Records

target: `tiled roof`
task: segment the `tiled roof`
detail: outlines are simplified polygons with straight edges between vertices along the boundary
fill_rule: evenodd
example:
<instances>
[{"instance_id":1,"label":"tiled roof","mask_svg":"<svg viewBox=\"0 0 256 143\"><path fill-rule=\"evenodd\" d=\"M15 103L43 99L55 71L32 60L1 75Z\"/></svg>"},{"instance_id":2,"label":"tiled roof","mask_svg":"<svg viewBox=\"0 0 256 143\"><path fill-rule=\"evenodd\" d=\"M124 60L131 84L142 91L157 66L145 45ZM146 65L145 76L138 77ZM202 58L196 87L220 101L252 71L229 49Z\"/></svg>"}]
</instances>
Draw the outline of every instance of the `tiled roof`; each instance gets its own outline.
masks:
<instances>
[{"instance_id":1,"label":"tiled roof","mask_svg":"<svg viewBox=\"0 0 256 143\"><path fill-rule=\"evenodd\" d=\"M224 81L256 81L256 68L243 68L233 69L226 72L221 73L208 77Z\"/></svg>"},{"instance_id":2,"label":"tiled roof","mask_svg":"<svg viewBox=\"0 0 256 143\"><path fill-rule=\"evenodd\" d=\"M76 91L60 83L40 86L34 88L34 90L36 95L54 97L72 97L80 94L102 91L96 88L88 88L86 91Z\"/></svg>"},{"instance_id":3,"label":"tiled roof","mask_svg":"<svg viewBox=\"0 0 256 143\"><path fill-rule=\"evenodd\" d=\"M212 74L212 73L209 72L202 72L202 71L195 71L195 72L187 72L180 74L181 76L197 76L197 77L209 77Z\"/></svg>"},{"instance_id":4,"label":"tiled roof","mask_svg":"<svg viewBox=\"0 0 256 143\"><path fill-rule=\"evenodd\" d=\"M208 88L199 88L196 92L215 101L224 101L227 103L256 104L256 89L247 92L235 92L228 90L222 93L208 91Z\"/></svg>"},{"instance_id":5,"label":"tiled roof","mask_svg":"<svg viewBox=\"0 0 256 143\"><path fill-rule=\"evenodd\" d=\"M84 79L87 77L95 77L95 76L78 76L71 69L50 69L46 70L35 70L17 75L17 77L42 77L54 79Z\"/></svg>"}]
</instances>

-- Prompt --
Which lines of the material above contain the string "tiled"? Report each such line in full, and treat case as significant.

-- Result --
target: `tiled roof`
task: segment the `tiled roof`
[{"instance_id":1,"label":"tiled roof","mask_svg":"<svg viewBox=\"0 0 256 143\"><path fill-rule=\"evenodd\" d=\"M15 103L43 99L55 71L32 60L1 75Z\"/></svg>"},{"instance_id":2,"label":"tiled roof","mask_svg":"<svg viewBox=\"0 0 256 143\"><path fill-rule=\"evenodd\" d=\"M124 60L131 84L142 91L157 66L145 45ZM146 65L145 76L138 77ZM202 58L196 87L220 101L252 71L229 49Z\"/></svg>"}]
Draw the outline of every instance of the `tiled roof`; each instance gets its own outline.
[{"instance_id":1,"label":"tiled roof","mask_svg":"<svg viewBox=\"0 0 256 143\"><path fill-rule=\"evenodd\" d=\"M224 81L256 81L256 68L243 68L233 69L226 72L221 73L208 77Z\"/></svg>"},{"instance_id":2,"label":"tiled roof","mask_svg":"<svg viewBox=\"0 0 256 143\"><path fill-rule=\"evenodd\" d=\"M76 91L60 83L40 86L34 88L34 90L36 95L54 97L72 97L80 94L102 91L96 88L88 88L86 91Z\"/></svg>"},{"instance_id":3,"label":"tiled roof","mask_svg":"<svg viewBox=\"0 0 256 143\"><path fill-rule=\"evenodd\" d=\"M212 74L212 73L209 72L202 72L202 71L195 71L195 72L187 72L180 74L181 76L197 76L197 77L209 77Z\"/></svg>"},{"instance_id":4,"label":"tiled roof","mask_svg":"<svg viewBox=\"0 0 256 143\"><path fill-rule=\"evenodd\" d=\"M208 88L199 88L196 92L215 101L224 101L227 103L256 104L256 89L247 92L235 92L228 90L222 93L208 91Z\"/></svg>"},{"instance_id":5,"label":"tiled roof","mask_svg":"<svg viewBox=\"0 0 256 143\"><path fill-rule=\"evenodd\" d=\"M84 79L87 77L95 77L95 76L78 76L71 69L50 69L46 70L35 70L17 75L17 77L42 77L54 79Z\"/></svg>"}]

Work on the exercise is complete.